**Written task:**
Pull out the stretch from the very beginning of the items through the line that contains "[22,47,115,165]". Reproduce those lines unchanged.
====== Material supplied
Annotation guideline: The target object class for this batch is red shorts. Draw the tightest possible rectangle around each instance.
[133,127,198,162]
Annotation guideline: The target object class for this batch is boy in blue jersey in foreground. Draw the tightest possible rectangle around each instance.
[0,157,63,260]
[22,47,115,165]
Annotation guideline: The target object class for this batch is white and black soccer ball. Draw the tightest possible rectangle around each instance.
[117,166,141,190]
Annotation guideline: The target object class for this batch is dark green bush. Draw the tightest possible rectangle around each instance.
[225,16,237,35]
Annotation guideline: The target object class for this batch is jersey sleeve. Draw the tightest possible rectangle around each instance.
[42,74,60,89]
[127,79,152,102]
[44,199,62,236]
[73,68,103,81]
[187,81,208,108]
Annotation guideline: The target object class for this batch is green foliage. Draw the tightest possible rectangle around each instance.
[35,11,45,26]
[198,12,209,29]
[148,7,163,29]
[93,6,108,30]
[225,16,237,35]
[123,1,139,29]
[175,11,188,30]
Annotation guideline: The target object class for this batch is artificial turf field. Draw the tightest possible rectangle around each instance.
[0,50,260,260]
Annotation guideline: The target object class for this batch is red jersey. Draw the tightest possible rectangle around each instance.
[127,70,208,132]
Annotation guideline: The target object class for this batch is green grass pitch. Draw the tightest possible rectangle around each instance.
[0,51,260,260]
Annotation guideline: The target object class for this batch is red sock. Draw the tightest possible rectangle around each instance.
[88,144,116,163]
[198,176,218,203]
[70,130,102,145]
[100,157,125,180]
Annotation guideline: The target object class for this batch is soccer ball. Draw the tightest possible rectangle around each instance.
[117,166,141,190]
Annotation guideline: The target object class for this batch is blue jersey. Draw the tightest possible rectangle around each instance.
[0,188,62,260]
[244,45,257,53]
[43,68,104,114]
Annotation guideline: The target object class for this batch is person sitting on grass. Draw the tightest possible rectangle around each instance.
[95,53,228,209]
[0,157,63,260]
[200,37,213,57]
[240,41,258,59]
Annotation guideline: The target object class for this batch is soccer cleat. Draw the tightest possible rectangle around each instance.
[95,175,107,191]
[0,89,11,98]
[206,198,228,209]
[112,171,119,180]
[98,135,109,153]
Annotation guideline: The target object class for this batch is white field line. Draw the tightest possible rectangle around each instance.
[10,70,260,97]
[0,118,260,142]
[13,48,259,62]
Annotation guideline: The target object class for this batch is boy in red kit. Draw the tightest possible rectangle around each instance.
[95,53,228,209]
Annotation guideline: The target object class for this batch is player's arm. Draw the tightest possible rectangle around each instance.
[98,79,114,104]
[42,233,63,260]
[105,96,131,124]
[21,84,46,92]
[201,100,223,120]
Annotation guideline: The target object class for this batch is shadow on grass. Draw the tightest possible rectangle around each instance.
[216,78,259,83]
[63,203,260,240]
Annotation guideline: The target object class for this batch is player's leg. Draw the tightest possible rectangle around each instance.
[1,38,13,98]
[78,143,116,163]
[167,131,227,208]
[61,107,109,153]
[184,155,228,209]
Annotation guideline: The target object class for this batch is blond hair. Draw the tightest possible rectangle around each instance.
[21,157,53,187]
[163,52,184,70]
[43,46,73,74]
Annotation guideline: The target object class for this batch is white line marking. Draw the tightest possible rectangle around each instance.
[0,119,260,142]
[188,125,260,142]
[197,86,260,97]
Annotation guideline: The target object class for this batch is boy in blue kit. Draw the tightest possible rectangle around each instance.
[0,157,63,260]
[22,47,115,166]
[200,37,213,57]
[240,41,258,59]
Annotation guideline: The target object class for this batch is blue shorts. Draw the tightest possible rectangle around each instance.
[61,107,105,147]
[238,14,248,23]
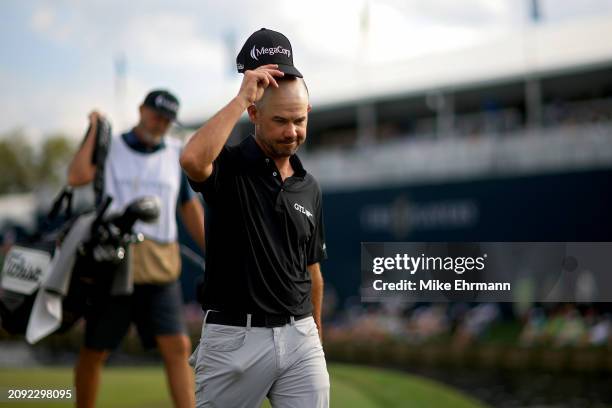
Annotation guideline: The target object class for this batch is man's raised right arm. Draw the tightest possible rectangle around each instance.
[180,64,283,182]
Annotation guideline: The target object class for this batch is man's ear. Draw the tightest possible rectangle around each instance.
[247,104,259,125]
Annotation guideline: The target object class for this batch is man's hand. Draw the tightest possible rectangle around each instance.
[237,64,285,109]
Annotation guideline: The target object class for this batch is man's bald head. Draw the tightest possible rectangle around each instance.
[255,77,310,111]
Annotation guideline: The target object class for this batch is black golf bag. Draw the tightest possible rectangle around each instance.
[0,116,159,343]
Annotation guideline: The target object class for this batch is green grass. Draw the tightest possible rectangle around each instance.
[0,364,484,408]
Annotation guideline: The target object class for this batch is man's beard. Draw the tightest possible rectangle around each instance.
[265,139,300,158]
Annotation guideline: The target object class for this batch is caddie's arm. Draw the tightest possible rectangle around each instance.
[307,262,323,342]
[68,111,102,187]
[181,64,284,182]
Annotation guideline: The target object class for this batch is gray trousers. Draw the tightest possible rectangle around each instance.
[189,316,329,408]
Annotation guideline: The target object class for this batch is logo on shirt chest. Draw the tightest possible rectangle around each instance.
[293,203,312,218]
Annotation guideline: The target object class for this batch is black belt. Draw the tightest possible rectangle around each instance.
[206,310,312,327]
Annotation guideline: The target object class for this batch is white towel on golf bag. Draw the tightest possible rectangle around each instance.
[26,213,133,344]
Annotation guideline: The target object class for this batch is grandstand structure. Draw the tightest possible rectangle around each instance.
[191,17,612,308]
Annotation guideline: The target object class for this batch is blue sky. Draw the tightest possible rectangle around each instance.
[0,0,612,138]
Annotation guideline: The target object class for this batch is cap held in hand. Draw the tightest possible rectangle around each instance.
[236,28,302,78]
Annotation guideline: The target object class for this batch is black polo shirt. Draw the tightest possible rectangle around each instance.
[189,136,327,315]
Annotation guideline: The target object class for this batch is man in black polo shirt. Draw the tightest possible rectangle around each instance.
[181,30,329,408]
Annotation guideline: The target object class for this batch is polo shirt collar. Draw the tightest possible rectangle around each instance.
[121,129,166,153]
[240,135,306,178]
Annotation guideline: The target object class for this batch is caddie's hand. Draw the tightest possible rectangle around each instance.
[238,64,285,108]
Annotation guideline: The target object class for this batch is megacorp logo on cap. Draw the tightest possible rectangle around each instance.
[155,95,178,111]
[251,45,291,61]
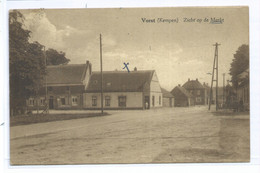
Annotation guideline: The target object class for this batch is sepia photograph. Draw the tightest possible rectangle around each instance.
[9,6,250,165]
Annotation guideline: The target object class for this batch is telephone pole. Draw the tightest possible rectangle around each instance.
[100,34,103,115]
[209,43,220,111]
[223,73,226,105]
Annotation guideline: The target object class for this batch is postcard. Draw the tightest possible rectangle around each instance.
[9,6,250,165]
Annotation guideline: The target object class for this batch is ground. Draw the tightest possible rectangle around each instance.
[10,106,250,165]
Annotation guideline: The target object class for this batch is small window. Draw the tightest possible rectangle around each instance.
[92,96,97,106]
[105,96,110,106]
[29,98,34,106]
[196,97,201,102]
[118,96,126,107]
[60,97,66,105]
[71,96,78,106]
[40,98,45,106]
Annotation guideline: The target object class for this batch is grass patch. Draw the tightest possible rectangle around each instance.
[10,112,109,126]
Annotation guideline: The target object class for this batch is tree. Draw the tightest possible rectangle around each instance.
[46,49,70,65]
[9,10,46,114]
[229,44,249,88]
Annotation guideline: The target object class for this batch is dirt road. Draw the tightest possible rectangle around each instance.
[10,106,250,165]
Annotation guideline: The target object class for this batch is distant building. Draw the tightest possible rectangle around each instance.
[161,88,174,107]
[84,70,163,109]
[182,79,207,105]
[171,85,194,107]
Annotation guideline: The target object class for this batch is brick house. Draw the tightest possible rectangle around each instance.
[161,88,174,107]
[171,85,194,107]
[84,70,162,109]
[27,61,92,109]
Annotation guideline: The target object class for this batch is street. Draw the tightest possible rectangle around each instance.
[10,106,250,165]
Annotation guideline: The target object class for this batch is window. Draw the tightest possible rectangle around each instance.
[29,98,34,106]
[118,96,126,107]
[71,96,78,106]
[105,96,110,106]
[92,96,97,106]
[40,98,45,106]
[60,97,66,105]
[196,97,201,102]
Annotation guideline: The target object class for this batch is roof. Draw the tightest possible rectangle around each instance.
[171,86,193,98]
[183,79,204,89]
[47,64,88,85]
[161,88,174,98]
[87,70,155,92]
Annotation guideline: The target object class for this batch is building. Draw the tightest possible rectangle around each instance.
[83,70,162,109]
[171,85,194,107]
[27,61,92,109]
[182,79,207,105]
[237,68,250,110]
[161,88,174,107]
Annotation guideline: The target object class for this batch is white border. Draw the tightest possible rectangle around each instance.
[0,0,260,173]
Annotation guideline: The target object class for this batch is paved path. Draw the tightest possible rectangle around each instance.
[10,106,249,164]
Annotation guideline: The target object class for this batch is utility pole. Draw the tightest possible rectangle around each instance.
[43,46,49,114]
[223,73,226,105]
[100,34,103,115]
[209,43,220,111]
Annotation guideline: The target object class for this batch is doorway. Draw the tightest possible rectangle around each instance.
[144,96,150,109]
[49,96,54,109]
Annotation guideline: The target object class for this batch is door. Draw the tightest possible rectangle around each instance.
[144,96,150,109]
[49,96,54,109]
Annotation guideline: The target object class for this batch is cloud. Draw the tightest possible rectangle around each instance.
[25,10,87,51]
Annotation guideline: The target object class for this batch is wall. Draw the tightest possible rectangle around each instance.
[83,92,143,109]
[163,97,174,107]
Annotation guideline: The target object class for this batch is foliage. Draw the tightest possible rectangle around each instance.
[46,49,70,65]
[9,10,46,113]
[229,44,249,88]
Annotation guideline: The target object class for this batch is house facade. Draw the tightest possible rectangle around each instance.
[237,68,250,110]
[171,85,194,107]
[83,70,162,109]
[161,88,174,107]
[183,79,207,105]
[27,61,92,110]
============
**Output:**
Annotation guideline: The target object class for this batch is red shorts. Draw the tightest possible rectangle around each instance.
[133,127,198,162]
Annotation guideline: The target object class for this batch is boy in blue jersey in foreground. Draw the tightest possible rectangle around each instance.
[0,157,63,260]
[22,47,115,165]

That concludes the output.